▶ Selected excerpt:
◇ ◇ ◇
Alternatively, this result could be simply caused by the
relative difference in search targets in the two tasks- the dot was
smaller than people appearing in the images. This is also reflected
in the behavioural measures of task difficulty- the social task was
related to higher accuracy and lower reaction times than the dot
task. On the other hand, objects that do not belong to a scene
naturally attract attention (Friedman, 1979; Loftus &
Mackworth, 1978), so it could be argued that the task with a dot
superimposed on the image would be easier in that respect. Thus, we
return to the issue of task control. For this reason, even though
there was a statistically significant effect of semantic
processing, we think that such direct interpretation ought to be
treated with caution. The dot task was related to much higher
dispersion and coverage than the other three tasks, which led to
elevated mean dispersion and coverage for the shallow processing
tasks, compared to the deep processing tasks. To summarise, the
results of the study demonstrate that spatial processing is
reflected in the eye-movement patterns. However, even though we
obtained a statistically significant effect of semantic processing
on the eye-movement data, this result may be an artefact of
insufficient task control.
Task decoding
For the four tasks used in the study, we obtained classification
accuracy of 51.4% using eye-movement data from the period of
stimulus presentation and 34.8% using the data from the period of
fixation cross presentation, i.e. before the target stimulus was
presented and 51.5% suing both time-windows. In all cases, accuracy
is above the chance level. The confusion matrices (Fig 5) present
the percentage of trials in each task classified correctly (the
diagonal line) and incorrectly, as one of the other three tasks.
For example, the maximum accuracy in the study was obtained for the
dot task, using the data from the period of stimulus presentation,
where 69.5% of trials were classified correctly. The confusion
matrices also allow us to identify which tasks were often confused
with one another- for example, we can see that the two global tasks
were often mistaken for one another, which suggests that the
semantic processing level may not be enough to differentiate
between the tasks.
Of course, given the differences between tasks used in this
study and previous studies (such as Borji & Itti, 2014), direct
comparison of accuracy would not be meaningful. However, the
results we obtained provide additional evidence in support of the
solvability of the inverse Yarbus problem, at least in some cases.
Additionally, we show that task can be decoded from the eye-
movement patterns recorded over a very short period of time (800
ms), and even to some extent, before the stimulus is presented.
Borji and Itti (2014) reported that in their study, task decoding
accuracy was higher for early fixations. Moreover, Coco and Keller
(2014) have also achieved remarkable above-chance classification
accuracy with very scant eye-movement data- i.e. the initiation
time, which is the time spent to launch the initial saccade after
stimulus presentation.
This suggests the particular importance and information richness
of the early period of stimulus presentation in revealing the task.
◇ ◇ ◇
▶ Recorded data:
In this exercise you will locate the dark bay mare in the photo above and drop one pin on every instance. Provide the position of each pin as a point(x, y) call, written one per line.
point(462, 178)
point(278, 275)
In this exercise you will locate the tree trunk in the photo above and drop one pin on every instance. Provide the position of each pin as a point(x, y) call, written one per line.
◇ ◇ ◇
▶ Exercise 1:
In the eye-movement task decoding excerpt, what classification accuracy was obtained using data from the fixation cross period alone?
▶ Exercise 2:
Resume the eye-movement task decoding excerpt, picking up right after its final sentence.

▶ Task answer 1:
34.8%

▶ Task answer 2:
However, given that the task is known to the observer even before
the stimulus is displayed, we expected task-specific eye-movement
patterns reflecting the task-solving strategy adopted by the
observer in the period preceding stimulus presentation. Even though
the overall accuracy for the fixations cross period was naturally
lower than for the period of stimulus presentation, it was still
significantly above chance level. Moreover, for the shallow
processing tasks classification was more accurate for the target
stimulus presentation period than the fixation cross period.
However, for the deep processing tasks, the opposite was the case.
Task decoding accuracy was higher for the extremely short (300 ms)
period of fixation cross than for the period of target stimulus
presentation. This suggests that anticipatory eye-movements reflect
the visual scanning strategy employed for the task at hand. The
fact that accurate classification based on data recorded before the
stimulus presentation is interesting enough on its own, but
classification accuracy for the deep processing tasks was actually
higher for the period when the stimulus was absent than for the
period when it was present. This suggests that at least in some
circumstances, the presence of visual input actually occludes the
pattern of the top-down factors imprinted on the eye-movement
patterns. When the stimulus is present, the impact of task-solving
strategy on the eye-movement patterns is distorted by the spatial
characteristics of the stimulus. The question is, why combining the
data from both time-periods resulted only in a very small
improvement in classification power? Our speculation would be that
the reason is that there is a lot of similarity between
eye-movement data pre-stimulus and at the very beginning of
stimulus presentation.Perhaps then, the very beginning of stimulus
presentation may capture the anticipatory EM patterns from the
pre-stimulus period.
However, it is also possible that this result is an artefact of
eye-repositioning after the presentation of the target stimulus. If
the previous stimulus required more dispersed looking patterns,
then it is possible that repositioning the eyes to the centre of
the image (i.e. to the fixation cross) resulted in more eye
movement dispersion during the subsequent fixation cross
presentation, in a “trickle-down’ effect. Even though there was a
blank screen (as a rest period) displayed for 500 ms between
stimulus presentation and the fixation cross, it is still possible
that, even given this additional time to re-position they eyes
after the stimulus disappeared, repositioning might have continued
even during the fixation cross presentation. The design of the
current experiment does not allow exclusion of this possibility.
However, the differences between the patterns of dispersion and
screen coverage between the fixation cross and target presentation
speak at least to some extent against this possibility. For
example, the dot task stands apart among the other tasks in terms
of both the highest dispersion and screen coverage in the target
presentation period. However, this pattern is not present in the
fixation cross period. The dot task is related to only slightly
higher dispersion and actually has the lowest screen coverage.
Moreover, for the fixation cross period, deep processing tasks are
related to significantly higher screen coverage (compared to
shallow processing tasks), while for the target presentation
period, deep processing are related to significantly lower
coverage. If this was purely a „trickle-down” effect caused by
eye-repositioning after the target stimulus presentation, we would
expect eye-movement patterns in the fixation cross to closely mimic
the pattern for the target stimulus presentation period. Given that
this was not the case, we may cautiously conclude that the observed
effect is not entirely an artefact.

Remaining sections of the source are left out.